Written instruction A:
Scale the entries from their start through the line containing "0,184,450,202", both ends included, and write out only that stretch, requests and all. Multiply every coordinate in the answers by 1.75 and round to whole numbers with halves going up, leaving the requests and their sample coordinates as they are.

===== Text provided =====

The attack was allegedly part of the #OpLastResort hack in 2013, which targeted the US Army, the US Federal Reserve, the FBI, NASA, and the Missile Defense Agency in retaliation over the tragic suicide of Aaron Swartz as the hacktivist infamously awaited trial.
Love is accused of participating in the #OpLastResort initiative through SQL injection attacks, an increasingly common tactic.
SQL injections have recently been detected against state electoral boards, and these attacks are regularly implicated in thefts of financial info.

Today, they’ve become a significant and recurring problem.
SQL injection attacks exist at the opposite end of the complexity spectrum from buffer overflows, the subject of our last in-depth security analysis. Rather than manipulating the low-level details of how processors call functions, SQL injection attacks are generally used against high-level languages like PHP and Java, along with the database libraries that applications in these languages use. Where buffer overflows require all sorts of knowledge about processors and assemblers, SQL injection requires nothing more than fiddling with a URL.
As with buffer overflows, SQL injection flaws have a long history and continue to be widely used in real-world attacks.

But unlike buffer overflows, there’s really no excuse for the continued prevalence of SQL injection attacks: the tools to robustly protect against them are widely known.

The problem is, many developers just don’t bother to use them.
One of Microsoft’s less valuable innovations
The earliest description of these attacks probably came in 1998, when security researcher Jeff Forristal, writing under the name “rain.forest.puppy,” wrote about various features of Microsoft’s IIS 3 and 4 Web servers in the hacker publication Phrack.

===== Record set =====

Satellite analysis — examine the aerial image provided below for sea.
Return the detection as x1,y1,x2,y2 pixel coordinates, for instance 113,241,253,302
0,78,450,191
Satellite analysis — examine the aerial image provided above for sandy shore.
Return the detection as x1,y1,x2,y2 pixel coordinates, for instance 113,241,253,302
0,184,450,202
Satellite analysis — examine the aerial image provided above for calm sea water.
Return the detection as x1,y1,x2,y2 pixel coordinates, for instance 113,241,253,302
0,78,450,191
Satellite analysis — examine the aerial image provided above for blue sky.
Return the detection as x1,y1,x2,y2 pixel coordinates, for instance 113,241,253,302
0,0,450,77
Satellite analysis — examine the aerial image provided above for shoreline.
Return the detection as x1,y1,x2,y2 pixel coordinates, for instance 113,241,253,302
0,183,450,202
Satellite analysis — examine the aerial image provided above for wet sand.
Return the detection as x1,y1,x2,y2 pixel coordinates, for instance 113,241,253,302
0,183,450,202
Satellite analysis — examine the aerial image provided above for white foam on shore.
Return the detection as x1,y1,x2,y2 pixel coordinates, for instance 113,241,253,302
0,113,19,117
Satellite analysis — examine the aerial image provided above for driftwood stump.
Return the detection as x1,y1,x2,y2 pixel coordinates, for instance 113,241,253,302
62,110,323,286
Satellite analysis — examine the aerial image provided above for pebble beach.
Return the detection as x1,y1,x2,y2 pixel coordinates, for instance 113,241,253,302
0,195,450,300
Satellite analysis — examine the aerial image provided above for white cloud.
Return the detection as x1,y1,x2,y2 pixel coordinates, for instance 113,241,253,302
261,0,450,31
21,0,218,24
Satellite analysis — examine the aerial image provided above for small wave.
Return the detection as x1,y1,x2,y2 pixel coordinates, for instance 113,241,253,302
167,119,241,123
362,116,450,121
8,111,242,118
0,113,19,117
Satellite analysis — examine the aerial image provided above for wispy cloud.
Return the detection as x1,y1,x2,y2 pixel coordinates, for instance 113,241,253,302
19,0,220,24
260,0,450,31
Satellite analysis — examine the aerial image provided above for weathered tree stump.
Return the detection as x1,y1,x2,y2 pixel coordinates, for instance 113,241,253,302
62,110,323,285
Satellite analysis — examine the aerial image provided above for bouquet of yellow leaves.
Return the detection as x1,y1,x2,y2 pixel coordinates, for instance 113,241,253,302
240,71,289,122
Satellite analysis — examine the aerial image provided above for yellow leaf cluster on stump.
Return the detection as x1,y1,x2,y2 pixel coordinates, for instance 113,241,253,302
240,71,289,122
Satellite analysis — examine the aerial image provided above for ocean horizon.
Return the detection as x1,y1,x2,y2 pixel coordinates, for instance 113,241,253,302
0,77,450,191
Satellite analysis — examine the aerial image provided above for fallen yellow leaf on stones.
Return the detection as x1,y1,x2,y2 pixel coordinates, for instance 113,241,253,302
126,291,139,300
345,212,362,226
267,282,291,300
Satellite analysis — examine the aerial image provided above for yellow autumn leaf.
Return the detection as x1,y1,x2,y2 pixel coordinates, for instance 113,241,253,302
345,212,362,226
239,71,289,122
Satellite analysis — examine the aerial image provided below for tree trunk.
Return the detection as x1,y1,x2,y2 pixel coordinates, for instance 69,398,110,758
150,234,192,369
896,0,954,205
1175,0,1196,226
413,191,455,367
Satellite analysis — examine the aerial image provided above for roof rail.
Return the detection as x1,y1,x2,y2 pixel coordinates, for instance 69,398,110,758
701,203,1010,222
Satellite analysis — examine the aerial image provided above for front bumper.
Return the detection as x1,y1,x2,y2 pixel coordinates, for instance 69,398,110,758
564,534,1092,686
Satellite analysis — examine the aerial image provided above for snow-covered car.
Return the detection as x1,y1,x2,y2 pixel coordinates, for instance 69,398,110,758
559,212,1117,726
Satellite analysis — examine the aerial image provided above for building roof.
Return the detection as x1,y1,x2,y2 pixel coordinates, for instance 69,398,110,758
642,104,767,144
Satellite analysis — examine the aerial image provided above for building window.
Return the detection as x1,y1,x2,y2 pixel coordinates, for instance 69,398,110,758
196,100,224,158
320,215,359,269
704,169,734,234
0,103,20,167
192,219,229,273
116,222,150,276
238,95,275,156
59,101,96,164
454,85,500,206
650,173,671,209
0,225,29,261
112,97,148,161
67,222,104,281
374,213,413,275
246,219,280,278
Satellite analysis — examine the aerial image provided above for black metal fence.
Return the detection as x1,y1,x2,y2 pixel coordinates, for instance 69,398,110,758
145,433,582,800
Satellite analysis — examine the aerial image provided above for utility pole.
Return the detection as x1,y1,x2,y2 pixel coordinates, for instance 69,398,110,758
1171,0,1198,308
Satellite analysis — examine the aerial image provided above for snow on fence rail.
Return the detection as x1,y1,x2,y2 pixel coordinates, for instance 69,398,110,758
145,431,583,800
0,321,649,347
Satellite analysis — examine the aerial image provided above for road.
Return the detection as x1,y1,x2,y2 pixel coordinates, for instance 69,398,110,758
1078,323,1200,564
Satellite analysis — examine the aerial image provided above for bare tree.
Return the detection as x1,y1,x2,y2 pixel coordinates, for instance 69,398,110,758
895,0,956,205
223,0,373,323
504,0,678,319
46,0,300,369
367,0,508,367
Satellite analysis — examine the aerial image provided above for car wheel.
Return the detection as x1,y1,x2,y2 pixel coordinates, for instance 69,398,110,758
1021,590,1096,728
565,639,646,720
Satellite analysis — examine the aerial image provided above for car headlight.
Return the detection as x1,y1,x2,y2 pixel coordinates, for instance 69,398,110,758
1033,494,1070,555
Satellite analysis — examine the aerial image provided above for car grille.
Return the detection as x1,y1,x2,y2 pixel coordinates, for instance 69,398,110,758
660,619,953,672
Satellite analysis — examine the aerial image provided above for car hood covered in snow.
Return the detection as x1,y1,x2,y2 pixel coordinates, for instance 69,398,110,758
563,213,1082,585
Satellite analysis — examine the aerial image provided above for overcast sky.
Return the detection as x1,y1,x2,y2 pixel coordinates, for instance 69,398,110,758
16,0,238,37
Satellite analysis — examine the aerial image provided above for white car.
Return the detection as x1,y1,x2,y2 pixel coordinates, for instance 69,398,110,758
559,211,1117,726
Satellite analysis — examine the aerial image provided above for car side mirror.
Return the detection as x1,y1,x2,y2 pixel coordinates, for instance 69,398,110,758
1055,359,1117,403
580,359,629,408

=====

Written instruction B:
Reproduce word for word the stretch of the SQL injection text from "Love is accused" through "and recurring problem.".

Problem solution A:
Satellite analysis — examine the aerial image provided below for sea.
Return the detection as x1,y1,x2,y2 pixel coordinates, for instance 113,241,253,302
0,137,788,334
Satellite analysis — examine the aerial image provided above for sandy shore.
Return the detection as x1,y1,x2,y2 pixel coordinates, for instance 113,241,253,302
0,322,788,354

Problem solution B:
Love is accused of participating in the #OpLastResort initiative through SQL injection attacks, an increasingly common tactic.
SQL injections have recently been detected against state electoral boards, and these attacks are regularly implicated in thefts of financial info.

Today, they’ve become a significant and recurring problem.